Exclude every picture and return the remaining entries below verbatim.

[Saved entries]
::::::

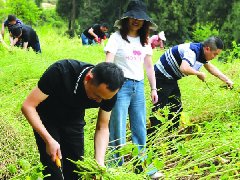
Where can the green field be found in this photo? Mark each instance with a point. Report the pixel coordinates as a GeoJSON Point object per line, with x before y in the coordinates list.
{"type": "Point", "coordinates": [207, 146]}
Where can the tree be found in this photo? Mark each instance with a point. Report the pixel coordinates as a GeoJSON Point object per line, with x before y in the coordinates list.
{"type": "Point", "coordinates": [38, 2]}
{"type": "Point", "coordinates": [25, 10]}
{"type": "Point", "coordinates": [70, 11]}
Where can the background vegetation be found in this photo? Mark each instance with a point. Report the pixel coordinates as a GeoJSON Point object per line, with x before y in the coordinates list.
{"type": "Point", "coordinates": [207, 144]}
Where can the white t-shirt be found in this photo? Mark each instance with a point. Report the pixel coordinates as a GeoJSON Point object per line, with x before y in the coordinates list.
{"type": "Point", "coordinates": [128, 56]}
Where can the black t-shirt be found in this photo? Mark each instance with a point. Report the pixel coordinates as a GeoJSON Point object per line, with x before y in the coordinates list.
{"type": "Point", "coordinates": [63, 106]}
{"type": "Point", "coordinates": [96, 30]}
{"type": "Point", "coordinates": [29, 35]}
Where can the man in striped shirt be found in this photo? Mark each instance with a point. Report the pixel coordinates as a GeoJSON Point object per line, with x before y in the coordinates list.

::::::

▶ **Solution below**:
Where can the green field be found in this photo? Mark each instance with a point. Report the pixel coordinates as a GeoJSON Point object per line, with x before y in the coordinates list.
{"type": "Point", "coordinates": [207, 146]}
Where can the tree be found in this photo? Mark each instance with a point. Report the pixel coordinates as a GeoJSON Point object per line, with x before y in the coordinates list.
{"type": "Point", "coordinates": [38, 2]}
{"type": "Point", "coordinates": [25, 10]}
{"type": "Point", "coordinates": [70, 11]}
Where can the background vegetation be found in this photo? Mark each instance with a point. Report the pixel coordinates as a GeoJSON Point object per line, with x before y in the coordinates list.
{"type": "Point", "coordinates": [207, 144]}
Where can the white t-shirt be found in this photo? Mark each instance with a point. Report the pixel coordinates as a GeoJSON Point object per line, with x before y in the coordinates list.
{"type": "Point", "coordinates": [128, 56]}
Where can the black t-shirt be found in this photo? Mark each instance with a point. Report the pixel coordinates as a GeoJSON Point object per line, with x before y in the coordinates list.
{"type": "Point", "coordinates": [63, 106]}
{"type": "Point", "coordinates": [96, 30]}
{"type": "Point", "coordinates": [29, 35]}
Where can the man in striped shirt be found in this photo? Mark each instance with a point. Report the pixel coordinates as a GeoJSON Point object per line, with x before y in the coordinates list.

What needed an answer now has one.